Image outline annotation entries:
· · · · ·

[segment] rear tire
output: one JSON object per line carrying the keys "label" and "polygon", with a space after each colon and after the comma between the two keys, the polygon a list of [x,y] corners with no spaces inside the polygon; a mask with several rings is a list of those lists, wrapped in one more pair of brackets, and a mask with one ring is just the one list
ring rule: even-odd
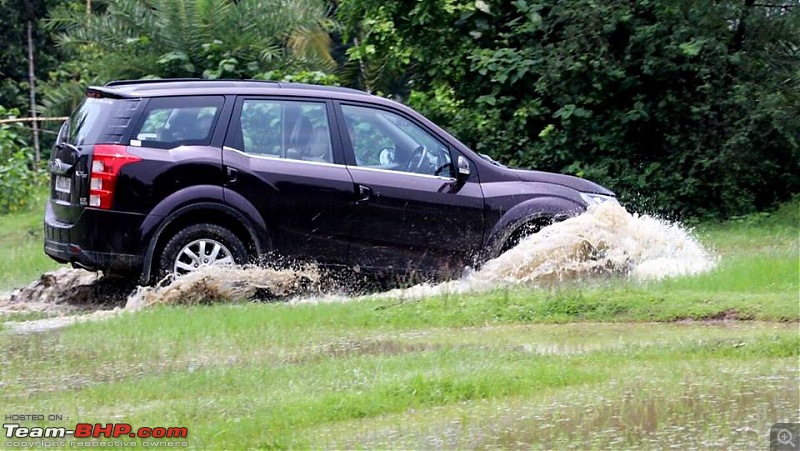
{"label": "rear tire", "polygon": [[204,266],[241,265],[247,258],[247,248],[235,233],[216,224],[195,224],[167,241],[158,261],[158,278]]}

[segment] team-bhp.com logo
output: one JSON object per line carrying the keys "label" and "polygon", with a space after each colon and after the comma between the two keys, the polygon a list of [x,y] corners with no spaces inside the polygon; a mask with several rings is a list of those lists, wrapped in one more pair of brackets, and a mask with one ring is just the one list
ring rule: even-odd
{"label": "team-bhp.com logo", "polygon": [[183,427],[140,427],[128,423],[78,423],[75,429],[63,427],[23,427],[16,423],[3,424],[6,438],[186,438],[189,430]]}

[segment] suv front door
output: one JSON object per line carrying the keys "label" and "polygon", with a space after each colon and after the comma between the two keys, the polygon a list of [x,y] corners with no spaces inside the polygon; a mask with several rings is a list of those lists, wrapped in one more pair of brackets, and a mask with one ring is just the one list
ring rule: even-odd
{"label": "suv front door", "polygon": [[337,114],[358,200],[351,265],[457,273],[483,242],[483,194],[457,180],[457,152],[408,117],[342,103]]}
{"label": "suv front door", "polygon": [[353,180],[325,100],[241,97],[225,139],[226,201],[252,203],[279,254],[345,264]]}

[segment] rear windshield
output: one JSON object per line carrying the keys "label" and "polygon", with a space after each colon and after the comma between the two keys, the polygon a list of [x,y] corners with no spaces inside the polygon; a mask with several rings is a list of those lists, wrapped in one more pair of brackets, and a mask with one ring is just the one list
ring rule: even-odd
{"label": "rear windshield", "polygon": [[69,118],[67,141],[84,144],[118,144],[125,139],[139,99],[86,97]]}

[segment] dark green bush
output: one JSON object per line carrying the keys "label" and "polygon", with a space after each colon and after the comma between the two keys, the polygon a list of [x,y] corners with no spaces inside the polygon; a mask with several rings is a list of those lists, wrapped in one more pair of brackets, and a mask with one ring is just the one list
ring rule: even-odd
{"label": "dark green bush", "polygon": [[[0,118],[14,117],[17,110],[0,106]],[[33,149],[27,147],[19,124],[0,124],[0,214],[28,209],[46,172],[34,167]]]}
{"label": "dark green bush", "polygon": [[339,13],[368,49],[352,54],[407,80],[375,86],[475,150],[594,179],[642,210],[727,217],[800,189],[795,6],[355,0]]}

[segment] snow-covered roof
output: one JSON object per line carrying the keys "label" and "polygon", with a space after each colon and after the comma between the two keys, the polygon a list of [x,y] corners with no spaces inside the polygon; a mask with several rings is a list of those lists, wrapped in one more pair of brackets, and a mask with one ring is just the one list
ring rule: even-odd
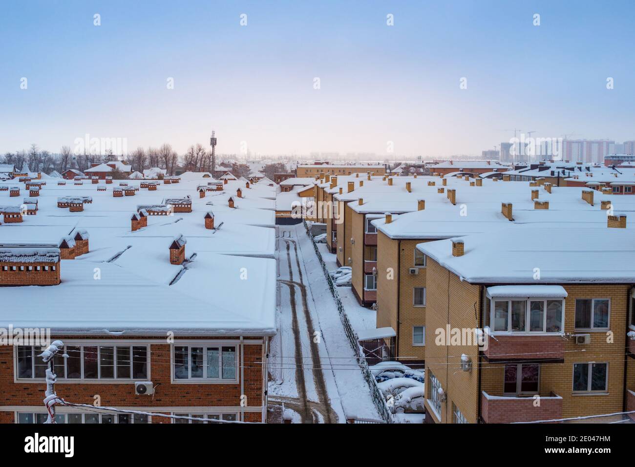
{"label": "snow-covered roof", "polygon": [[561,285],[494,285],[487,288],[490,298],[562,297],[567,296]]}
{"label": "snow-covered roof", "polygon": [[635,238],[629,229],[512,224],[463,240],[462,256],[452,255],[449,240],[419,243],[417,247],[472,283],[635,281],[635,269],[631,267],[635,261]]}

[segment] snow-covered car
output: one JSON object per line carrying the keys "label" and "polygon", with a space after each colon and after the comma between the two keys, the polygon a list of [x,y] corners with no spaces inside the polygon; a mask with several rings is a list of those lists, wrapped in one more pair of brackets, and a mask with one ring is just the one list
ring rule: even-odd
{"label": "snow-covered car", "polygon": [[314,240],[316,241],[316,243],[326,243],[326,234],[320,234],[317,236],[313,237]]}
{"label": "snow-covered car", "polygon": [[368,369],[377,382],[392,378],[411,378],[420,382],[425,380],[425,370],[413,370],[398,362],[380,362],[377,365],[369,367]]}
{"label": "snow-covered car", "polygon": [[412,378],[392,378],[383,382],[378,382],[377,387],[384,397],[394,397],[409,388],[423,387],[424,383]]}
{"label": "snow-covered car", "polygon": [[338,287],[351,287],[352,285],[353,275],[351,273],[340,276],[335,280],[335,285]]}
{"label": "snow-covered car", "polygon": [[328,274],[333,279],[337,279],[342,274],[351,274],[351,273],[352,273],[352,268],[351,266],[342,266],[341,267],[338,267],[335,271],[330,271]]}
{"label": "snow-covered car", "polygon": [[404,389],[394,396],[391,404],[393,413],[423,414],[425,412],[424,400],[425,398],[425,386],[415,386]]}

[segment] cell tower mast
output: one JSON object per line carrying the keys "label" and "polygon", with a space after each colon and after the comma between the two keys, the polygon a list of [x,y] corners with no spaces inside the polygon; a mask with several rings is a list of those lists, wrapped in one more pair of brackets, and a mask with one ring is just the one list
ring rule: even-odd
{"label": "cell tower mast", "polygon": [[216,170],[216,137],[214,136],[215,132],[212,130],[211,136],[210,137],[210,146],[211,146],[211,176],[214,176],[214,171]]}

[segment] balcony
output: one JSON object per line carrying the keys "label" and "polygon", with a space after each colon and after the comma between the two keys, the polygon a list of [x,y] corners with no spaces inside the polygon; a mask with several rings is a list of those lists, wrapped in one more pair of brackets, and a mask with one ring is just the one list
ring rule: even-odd
{"label": "balcony", "polygon": [[490,362],[562,360],[565,358],[565,342],[559,334],[488,335],[483,356]]}
{"label": "balcony", "polygon": [[[626,411],[631,412],[635,410],[635,392],[631,389],[626,389]],[[629,417],[633,421],[635,421],[635,414],[629,414]]]}
{"label": "balcony", "polygon": [[540,396],[539,406],[533,397],[491,396],[481,393],[481,416],[486,423],[513,423],[562,418],[562,398],[549,393]]}
{"label": "balcony", "polygon": [[364,245],[374,245],[377,244],[377,234],[364,234]]}
{"label": "balcony", "polygon": [[376,302],[377,301],[377,290],[364,290],[364,302]]}

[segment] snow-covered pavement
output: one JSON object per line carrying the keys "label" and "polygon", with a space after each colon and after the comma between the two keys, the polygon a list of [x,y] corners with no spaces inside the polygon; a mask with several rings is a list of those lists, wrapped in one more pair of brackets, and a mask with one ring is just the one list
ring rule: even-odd
{"label": "snow-covered pavement", "polygon": [[284,403],[302,423],[378,419],[304,226],[277,229],[278,333],[271,350],[270,402]]}

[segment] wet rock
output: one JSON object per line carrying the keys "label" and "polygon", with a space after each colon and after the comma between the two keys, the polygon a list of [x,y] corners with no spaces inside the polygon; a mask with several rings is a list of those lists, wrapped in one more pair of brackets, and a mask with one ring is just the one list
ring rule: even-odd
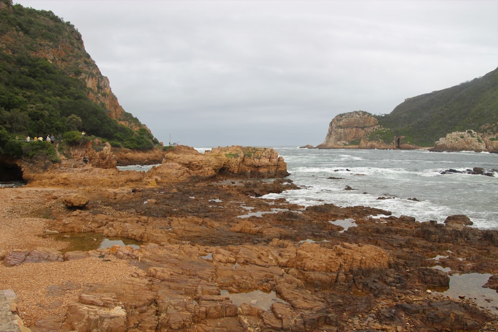
{"label": "wet rock", "polygon": [[90,202],[88,197],[79,194],[64,197],[62,201],[68,208],[84,208]]}
{"label": "wet rock", "polygon": [[36,248],[30,251],[12,250],[3,259],[7,266],[20,265],[24,263],[62,262],[64,260],[60,251],[50,248]]}

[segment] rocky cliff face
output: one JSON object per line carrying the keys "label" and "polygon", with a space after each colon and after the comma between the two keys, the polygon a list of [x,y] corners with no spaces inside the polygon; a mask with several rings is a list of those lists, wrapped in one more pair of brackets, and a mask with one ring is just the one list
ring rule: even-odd
{"label": "rocky cliff face", "polygon": [[[0,1],[0,10],[11,11],[12,5],[11,1]],[[95,61],[85,51],[79,32],[70,23],[64,23],[62,19],[52,15],[50,19],[39,17],[34,19],[43,20],[41,22],[47,30],[58,31],[53,33],[56,37],[36,37],[18,28],[8,31],[2,36],[0,46],[9,50],[16,49],[20,44],[36,44],[36,47],[33,47],[30,52],[31,55],[46,59],[68,76],[83,81],[88,88],[88,97],[96,103],[105,105],[109,116],[133,130],[140,127],[146,128],[120,105],[111,89],[109,79],[102,75]]]}
{"label": "rocky cliff face", "polygon": [[386,130],[388,129],[382,128],[378,124],[377,119],[367,112],[359,111],[341,114],[332,119],[329,125],[325,140],[316,147],[319,149],[396,148],[394,138],[388,142],[370,138],[372,133]]}
{"label": "rocky cliff face", "polygon": [[473,151],[498,152],[498,140],[496,135],[478,134],[474,130],[455,131],[446,135],[434,142],[430,149],[435,152]]}
{"label": "rocky cliff face", "polygon": [[[46,43],[33,55],[44,58],[49,62],[57,67],[66,69],[76,66],[79,70],[74,71],[70,76],[76,77],[85,83],[88,88],[89,97],[98,104],[103,104],[109,110],[108,115],[120,124],[137,130],[142,125],[126,119],[124,110],[120,105],[118,98],[113,93],[109,79],[102,75],[95,61],[85,50],[81,35],[75,31],[71,34],[74,40],[72,42],[63,42],[58,45]],[[85,55],[82,61],[82,54]],[[68,61],[70,59],[69,61]]]}
{"label": "rocky cliff face", "polygon": [[[23,178],[30,185],[155,187],[216,177],[271,178],[288,175],[283,158],[273,149],[266,148],[227,146],[200,153],[193,148],[178,146],[168,151],[156,148],[141,153],[124,152],[113,150],[108,143],[96,139],[60,154],[60,164],[30,160],[18,161],[17,165]],[[88,163],[84,162],[84,157]],[[147,160],[145,163],[160,165],[146,172],[124,172],[125,176],[116,168],[117,165],[143,164]]]}

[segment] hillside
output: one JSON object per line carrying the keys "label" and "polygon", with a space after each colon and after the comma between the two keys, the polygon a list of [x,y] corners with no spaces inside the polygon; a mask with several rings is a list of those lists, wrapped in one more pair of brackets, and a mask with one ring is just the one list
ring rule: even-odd
{"label": "hillside", "polygon": [[70,22],[0,0],[0,154],[20,153],[8,142],[15,137],[60,133],[77,141],[82,131],[114,147],[158,143],[119,105]]}
{"label": "hillside", "polygon": [[393,135],[420,146],[432,146],[455,131],[496,133],[498,68],[457,86],[408,98],[389,114],[376,118]]}

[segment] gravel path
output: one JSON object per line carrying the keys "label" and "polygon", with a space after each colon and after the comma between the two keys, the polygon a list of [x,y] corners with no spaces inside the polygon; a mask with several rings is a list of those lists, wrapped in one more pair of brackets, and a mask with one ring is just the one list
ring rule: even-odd
{"label": "gravel path", "polygon": [[[50,211],[64,209],[61,197],[71,191],[56,188],[0,188],[0,260],[13,249],[63,249],[67,243],[43,237]],[[106,257],[53,263],[0,264],[0,290],[12,289],[24,325],[40,319],[63,320],[67,305],[88,284],[113,284],[137,270],[126,261]]]}

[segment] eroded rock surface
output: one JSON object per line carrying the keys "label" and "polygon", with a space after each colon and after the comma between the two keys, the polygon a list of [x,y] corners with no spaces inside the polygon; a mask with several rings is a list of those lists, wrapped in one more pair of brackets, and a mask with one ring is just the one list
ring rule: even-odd
{"label": "eroded rock surface", "polygon": [[[184,182],[161,181],[153,170],[142,177],[118,172],[114,186],[73,190],[89,198],[84,208],[64,208],[67,188],[43,199],[50,204],[43,206],[43,229],[56,236],[96,232],[141,244],[10,250],[5,263],[113,255],[140,269],[112,284],[85,285],[63,317],[40,320],[33,331],[496,331],[496,313],[431,291],[447,289],[449,273],[490,273],[496,287],[497,231],[473,228],[465,216],[438,223],[363,206],[258,198],[296,187],[285,179],[199,181],[192,176],[203,171],[198,155],[184,152],[194,157],[169,163],[190,173]],[[105,170],[88,168],[95,181],[110,181]],[[131,183],[117,185],[124,179]],[[356,225],[333,222],[347,219]]]}

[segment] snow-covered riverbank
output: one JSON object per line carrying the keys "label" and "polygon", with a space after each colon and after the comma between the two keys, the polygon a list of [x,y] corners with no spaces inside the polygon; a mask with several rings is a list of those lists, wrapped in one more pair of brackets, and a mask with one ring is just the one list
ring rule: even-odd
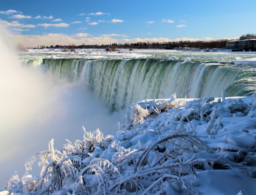
{"label": "snow-covered riverbank", "polygon": [[[174,95],[132,104],[116,134],[104,137],[84,129],[81,141],[67,140],[60,151],[52,140],[6,189],[30,194],[253,194],[256,93],[225,95]],[[43,168],[35,177],[27,174],[37,159]]]}

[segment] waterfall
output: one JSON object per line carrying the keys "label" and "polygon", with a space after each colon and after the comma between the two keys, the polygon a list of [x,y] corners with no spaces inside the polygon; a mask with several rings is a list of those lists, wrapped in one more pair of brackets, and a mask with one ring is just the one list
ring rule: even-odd
{"label": "waterfall", "polygon": [[[256,89],[256,76],[239,66],[152,59],[44,59],[47,71],[90,90],[111,109],[145,99],[248,96]],[[250,84],[249,84],[248,83]]]}

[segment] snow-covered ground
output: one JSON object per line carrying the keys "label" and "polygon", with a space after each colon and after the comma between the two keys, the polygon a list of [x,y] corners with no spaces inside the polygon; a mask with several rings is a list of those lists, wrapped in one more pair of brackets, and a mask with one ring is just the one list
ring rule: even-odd
{"label": "snow-covered ground", "polygon": [[250,58],[241,60],[237,60],[235,62],[236,65],[256,65],[256,58]]}
{"label": "snow-covered ground", "polygon": [[[246,97],[221,93],[133,104],[116,134],[104,137],[84,129],[81,141],[67,140],[60,151],[52,140],[6,189],[33,195],[254,194],[256,91]],[[36,160],[42,170],[35,177],[28,174]]]}

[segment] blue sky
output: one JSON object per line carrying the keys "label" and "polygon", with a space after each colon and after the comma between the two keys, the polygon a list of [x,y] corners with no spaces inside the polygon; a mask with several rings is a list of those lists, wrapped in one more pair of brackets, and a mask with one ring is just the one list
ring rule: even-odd
{"label": "blue sky", "polygon": [[0,23],[27,47],[209,40],[256,32],[255,0],[1,1]]}

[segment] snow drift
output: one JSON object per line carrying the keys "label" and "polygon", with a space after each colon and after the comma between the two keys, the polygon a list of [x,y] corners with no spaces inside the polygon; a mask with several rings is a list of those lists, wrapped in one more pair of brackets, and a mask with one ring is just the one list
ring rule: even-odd
{"label": "snow drift", "polygon": [[[28,63],[37,63],[30,60]],[[125,109],[141,99],[177,97],[251,95],[256,89],[254,71],[237,66],[199,61],[153,59],[44,59],[45,70],[93,92],[111,109]]]}
{"label": "snow drift", "polygon": [[[37,195],[252,194],[255,92],[227,99],[223,91],[217,101],[174,94],[132,104],[116,134],[104,137],[84,128],[81,140],[67,140],[60,151],[52,140],[6,189]],[[28,174],[36,160],[42,169],[35,177]]]}

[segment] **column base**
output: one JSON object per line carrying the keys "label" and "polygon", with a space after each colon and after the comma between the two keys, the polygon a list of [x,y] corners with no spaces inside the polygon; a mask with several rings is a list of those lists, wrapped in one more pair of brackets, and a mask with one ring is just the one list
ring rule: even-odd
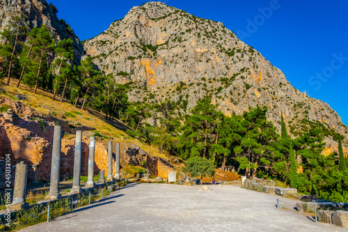
{"label": "column base", "polygon": [[10,209],[11,210],[20,210],[24,208],[27,208],[29,206],[29,204],[27,203],[19,203],[19,204],[11,204]]}
{"label": "column base", "polygon": [[73,193],[80,193],[80,192],[82,192],[82,188],[81,188],[79,187],[72,187],[70,189],[70,192],[73,192]]}
{"label": "column base", "polygon": [[91,182],[91,183],[86,183],[86,187],[93,187],[95,186],[95,183],[94,182]]}
{"label": "column base", "polygon": [[58,195],[49,195],[49,194],[48,195],[45,196],[45,199],[46,199],[46,200],[47,200],[47,199],[56,200],[56,199],[59,199],[61,198],[62,198],[62,195],[60,194]]}

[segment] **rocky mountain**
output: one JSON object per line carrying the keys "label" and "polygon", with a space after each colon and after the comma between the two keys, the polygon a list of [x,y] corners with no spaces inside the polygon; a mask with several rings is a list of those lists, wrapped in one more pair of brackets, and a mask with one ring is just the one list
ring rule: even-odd
{"label": "rocky mountain", "polygon": [[133,7],[86,40],[84,48],[106,75],[119,83],[137,83],[129,93],[132,101],[169,98],[181,102],[184,114],[199,98],[211,94],[226,115],[267,105],[268,118],[280,129],[283,112],[293,134],[305,127],[303,122],[319,121],[348,135],[328,104],[293,87],[280,70],[221,22],[161,2]]}
{"label": "rocky mountain", "polygon": [[56,41],[71,38],[74,41],[74,56],[78,60],[84,52],[79,38],[63,20],[56,15],[57,9],[45,0],[2,0],[0,2],[0,31],[6,28],[20,13],[30,29],[46,25]]}

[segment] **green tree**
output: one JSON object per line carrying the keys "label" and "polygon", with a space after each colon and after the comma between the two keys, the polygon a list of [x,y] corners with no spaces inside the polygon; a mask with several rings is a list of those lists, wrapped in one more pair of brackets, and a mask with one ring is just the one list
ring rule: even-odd
{"label": "green tree", "polygon": [[[35,34],[35,36],[33,35]],[[30,36],[33,38],[33,54],[35,65],[38,65],[38,72],[35,84],[34,93],[36,93],[39,85],[39,77],[42,67],[42,63],[45,62],[47,53],[54,49],[54,40],[46,26],[40,28],[34,27],[30,32]]]}
{"label": "green tree", "polygon": [[17,45],[20,38],[24,35],[26,30],[24,20],[25,15],[18,12],[18,15],[15,16],[14,19],[8,26],[8,28],[3,29],[1,33],[1,37],[6,42],[1,49],[0,56],[6,57],[8,61],[7,85],[10,84],[11,68],[16,57],[16,52],[18,50]]}
{"label": "green tree", "polygon": [[209,154],[214,137],[216,138],[214,128],[221,114],[216,111],[217,106],[211,102],[212,98],[209,96],[198,100],[191,114],[186,116],[180,128],[178,144],[183,158],[198,155],[205,158]]}
{"label": "green tree", "polygon": [[345,159],[345,154],[343,153],[343,148],[342,146],[342,136],[338,135],[338,155],[340,157],[340,170],[345,171],[347,170],[347,163]]}
{"label": "green tree", "polygon": [[237,160],[240,163],[240,168],[246,169],[246,174],[249,176],[251,173],[255,176],[260,162],[268,165],[269,160],[273,159],[276,152],[278,135],[274,125],[267,121],[267,107],[258,106],[243,114],[242,125],[246,128],[246,132],[242,138],[240,146],[236,146],[234,151],[239,154]]}
{"label": "green tree", "polygon": [[[74,49],[72,49],[72,44],[73,41],[71,38],[63,39],[63,40],[57,42],[56,48],[54,49],[56,59],[53,63],[54,65],[58,66],[58,70],[56,73],[56,76],[59,76],[62,68],[63,69],[65,69],[64,72],[65,74],[68,74],[68,72],[71,71],[72,68],[70,63],[74,59]],[[63,100],[63,96],[64,95],[64,92],[69,80],[69,75],[65,75],[63,77],[63,79],[65,79],[65,84],[62,97],[61,98],[61,102]],[[59,84],[58,84],[58,82],[59,82],[59,77],[56,78],[54,80],[54,93],[52,97],[53,100],[55,100],[56,92],[59,89]]]}
{"label": "green tree", "polygon": [[74,106],[77,105],[80,92],[82,92],[82,95],[84,95],[84,102],[82,103],[82,109],[86,103],[86,98],[88,93],[89,89],[92,84],[95,82],[93,77],[98,74],[99,72],[94,69],[94,64],[92,57],[86,57],[84,60],[81,61],[81,65],[79,66],[79,86],[77,88],[78,93],[75,100]]}
{"label": "green tree", "polygon": [[212,160],[200,156],[193,156],[187,159],[184,171],[190,173],[192,176],[200,176],[200,183],[202,183],[202,178],[206,175],[214,176],[215,173],[214,169]]}

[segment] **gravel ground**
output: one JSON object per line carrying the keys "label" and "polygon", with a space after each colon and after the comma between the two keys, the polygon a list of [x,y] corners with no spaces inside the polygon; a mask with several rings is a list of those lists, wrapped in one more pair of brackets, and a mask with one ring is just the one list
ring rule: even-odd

· · · · ·

Transcribe word for word the lines from the one holding "[segment] **gravel ground**" to the last line of the listing above, inclusive.

* [The solution]:
[segment] **gravel ground**
output: one JSON object per line carrying the keys "label" and "polygon", with a space after each colon and after the comma between the two keys, the polygon a list of [x,y] corners with no spaces inside the polygon; a mask with several rings is a list of those lists, wrapped in one more pair of brackets, and a mask with one ring is just the one list
ring rule: even-odd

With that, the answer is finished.